Task requirements: The output should consist solely of the line containing "Target: motor cowling" and the lines that follow it through the end of the data below.

Data excerpts:

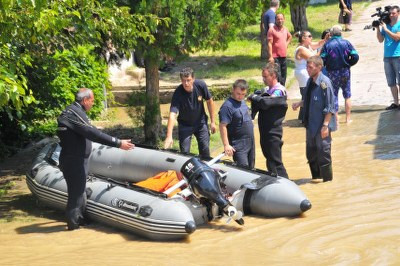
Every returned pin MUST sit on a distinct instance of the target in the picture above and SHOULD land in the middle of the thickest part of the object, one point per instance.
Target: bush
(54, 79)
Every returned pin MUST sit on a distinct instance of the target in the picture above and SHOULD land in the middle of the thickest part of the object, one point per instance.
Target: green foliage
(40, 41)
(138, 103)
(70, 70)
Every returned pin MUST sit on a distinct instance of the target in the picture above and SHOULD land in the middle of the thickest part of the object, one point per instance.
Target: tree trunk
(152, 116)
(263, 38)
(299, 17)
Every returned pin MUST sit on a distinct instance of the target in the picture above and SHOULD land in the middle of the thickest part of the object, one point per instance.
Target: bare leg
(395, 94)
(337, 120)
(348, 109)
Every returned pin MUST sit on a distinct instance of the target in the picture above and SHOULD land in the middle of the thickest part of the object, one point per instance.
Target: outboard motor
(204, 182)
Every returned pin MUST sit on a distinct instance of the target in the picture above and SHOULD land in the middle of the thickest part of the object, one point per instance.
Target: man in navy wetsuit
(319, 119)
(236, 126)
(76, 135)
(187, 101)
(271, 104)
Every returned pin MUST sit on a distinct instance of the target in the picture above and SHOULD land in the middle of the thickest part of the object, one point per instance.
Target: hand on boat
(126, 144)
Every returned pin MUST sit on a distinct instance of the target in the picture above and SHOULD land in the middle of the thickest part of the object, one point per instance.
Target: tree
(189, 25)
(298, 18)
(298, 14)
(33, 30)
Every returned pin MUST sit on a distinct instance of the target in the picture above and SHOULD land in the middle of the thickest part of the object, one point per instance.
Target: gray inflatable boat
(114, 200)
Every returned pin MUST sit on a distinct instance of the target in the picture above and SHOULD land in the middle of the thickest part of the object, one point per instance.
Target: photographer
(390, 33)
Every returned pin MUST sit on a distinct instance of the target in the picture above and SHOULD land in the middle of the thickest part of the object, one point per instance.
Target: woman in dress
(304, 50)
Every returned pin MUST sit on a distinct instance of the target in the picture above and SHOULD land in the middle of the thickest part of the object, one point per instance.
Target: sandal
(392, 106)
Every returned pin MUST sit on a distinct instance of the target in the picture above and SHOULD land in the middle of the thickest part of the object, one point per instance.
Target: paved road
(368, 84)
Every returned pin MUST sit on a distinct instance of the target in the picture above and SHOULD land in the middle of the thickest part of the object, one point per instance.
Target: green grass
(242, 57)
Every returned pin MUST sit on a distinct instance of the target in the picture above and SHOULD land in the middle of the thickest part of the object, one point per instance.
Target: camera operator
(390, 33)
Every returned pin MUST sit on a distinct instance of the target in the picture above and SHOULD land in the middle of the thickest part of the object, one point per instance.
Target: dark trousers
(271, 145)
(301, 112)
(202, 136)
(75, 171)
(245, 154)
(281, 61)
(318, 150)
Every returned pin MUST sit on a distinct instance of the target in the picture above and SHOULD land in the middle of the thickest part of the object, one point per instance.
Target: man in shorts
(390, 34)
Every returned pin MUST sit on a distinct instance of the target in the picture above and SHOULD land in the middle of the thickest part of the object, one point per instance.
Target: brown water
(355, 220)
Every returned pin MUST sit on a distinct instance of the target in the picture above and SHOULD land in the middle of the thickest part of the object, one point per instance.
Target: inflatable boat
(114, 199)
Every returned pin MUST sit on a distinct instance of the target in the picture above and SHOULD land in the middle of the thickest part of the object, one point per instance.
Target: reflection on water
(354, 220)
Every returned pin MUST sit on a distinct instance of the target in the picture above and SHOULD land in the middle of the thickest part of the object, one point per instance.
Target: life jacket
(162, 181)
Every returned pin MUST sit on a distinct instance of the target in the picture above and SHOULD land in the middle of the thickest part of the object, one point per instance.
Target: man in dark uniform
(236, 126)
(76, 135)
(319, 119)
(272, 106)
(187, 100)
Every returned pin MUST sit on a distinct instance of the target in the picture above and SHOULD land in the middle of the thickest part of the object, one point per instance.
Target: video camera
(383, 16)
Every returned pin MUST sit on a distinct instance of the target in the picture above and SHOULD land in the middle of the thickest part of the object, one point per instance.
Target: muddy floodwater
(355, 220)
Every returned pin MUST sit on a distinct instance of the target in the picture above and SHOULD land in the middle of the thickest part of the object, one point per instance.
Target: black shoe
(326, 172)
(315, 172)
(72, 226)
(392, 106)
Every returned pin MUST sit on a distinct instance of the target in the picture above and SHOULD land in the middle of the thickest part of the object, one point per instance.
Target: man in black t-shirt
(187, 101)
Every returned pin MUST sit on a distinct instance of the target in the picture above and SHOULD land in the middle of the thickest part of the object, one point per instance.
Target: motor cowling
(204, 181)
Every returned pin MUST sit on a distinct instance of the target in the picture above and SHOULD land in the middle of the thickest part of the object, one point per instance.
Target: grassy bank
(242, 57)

Exercise output:
Target: motor cowling
(204, 181)
Every returned pin MUST sit on a distinct instance of the target in the picture above and SHOULD land in the middle of the thickest part of the object, one point per instance.
Target: grassy bank
(242, 57)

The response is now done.